O jornal paulista não quer que o STF se debruce no mérito do pedido de impeachment porque esse mérito simplesmente não existe. O editorial supra reproduzido quer a prevalência do político sobre o constitucional, ainda que o primeiro vá de encontro ao segundo.
Como bem mostra o jurista Luiz Moreira, porém, a Constituição impede que um processo de impedimento de um presidente da República seja levado a cabo sem que exista um crime de responsabilidade praticado pela chefe do Executivo Federal.
Ora, que crime de responsabilidade cometeu a presidente? “Pedaladas fiscais”? Isso não pode ser tipificado como crime de responsabilidade. Não existe amparo legal para fazer essa ligação entre uma medida administrativa e um ato criminoso da mandatária.
É por isso que os juristas que a mídia vem tirando do bolso do colete têm se restringido a apontar que Cunha tem prerrogativa de abrir o processo – o que jamais foi questionado – em vez de se concentrarem na constitucionalidade da abertura desse processo.

◇ ◇ ◇ ◇ ◇ ◇ ◇

### [Tarefas a realizar]
1. Segundo o trecho sobre o pedido de impeachment, por que os juristas citados pela mídia se limitam a apontar a prerrogativa de Cunha para abrir o processo? Responda em uma a três frases.
2. Redigite o trecho sobre o pedido de impeachment entre "O jornal paulista" e "criminoso da mandatária.", incluindo os dois.
A listagem que vem a seguir não tem relação com o trecho.

### [Dados fornecidos]
◇ ◇ ◇ ◇ ◇ ◇ ◇

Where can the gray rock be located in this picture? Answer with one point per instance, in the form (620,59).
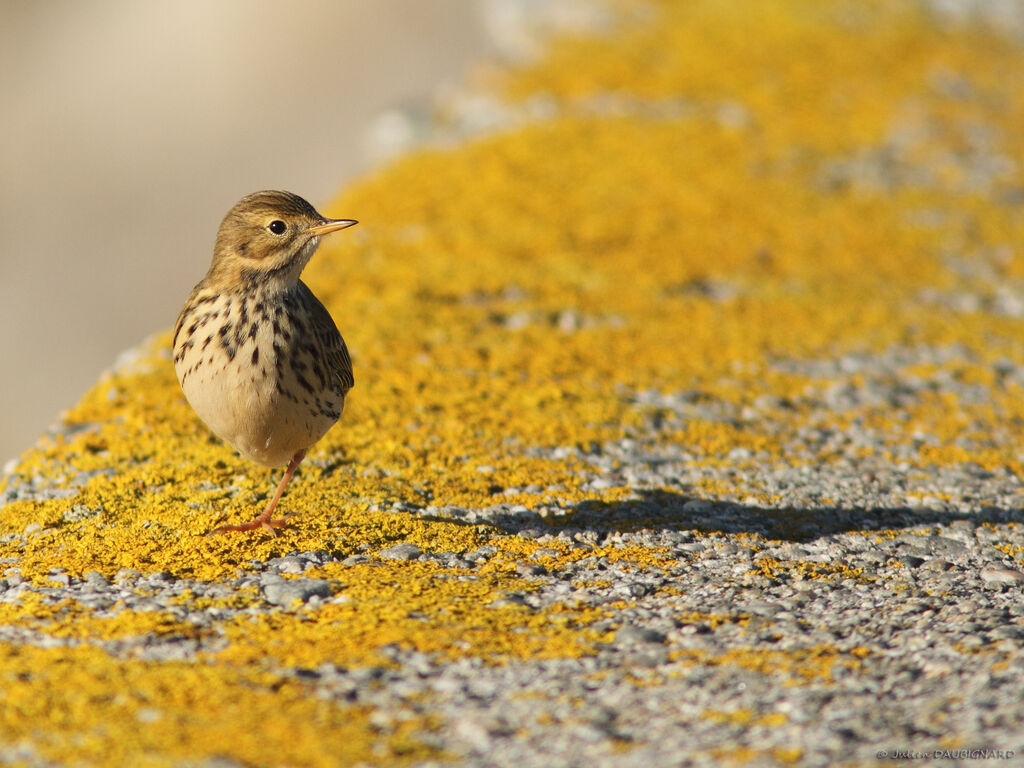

◇ ◇ ◇ ◇ ◇ ◇ ◇

### [Respostas por tarefa]
1. Porque, segundo o trecho, a presidente não cometeu crime de responsabilidade, condição que a Constituição exige para um processo de impedimento. As "pedaladas fiscais" não podem ser tipificadas como esse crime, e não há amparo legal para ligar uma medida administrativa a um ato criminoso da mandatária.

2.
O jornal paulista não quer que o STF se debruce no mérito do pedido de impeachment porque esse mérito simplesmente não existe. O editorial supra reproduzido quer a prevalência do político sobre o constitucional, ainda que o primeiro vá de encontro ao segundo.
Como bem mostra o jurista Luiz Moreira, porém, a Constituição impede que um processo de impedimento de um presidente da República seja levado a cabo sem que exista um crime de responsabilidade praticado pela chefe do Executivo Federal.
Ora, que crime de responsabilidade cometeu a presidente? “Pedaladas fiscais”? Isso não pode ser tipificado como crime de responsabilidade. Não existe amparo legal para fazer essa ligação entre uma medida administrativa e um ato criminoso da mandatária.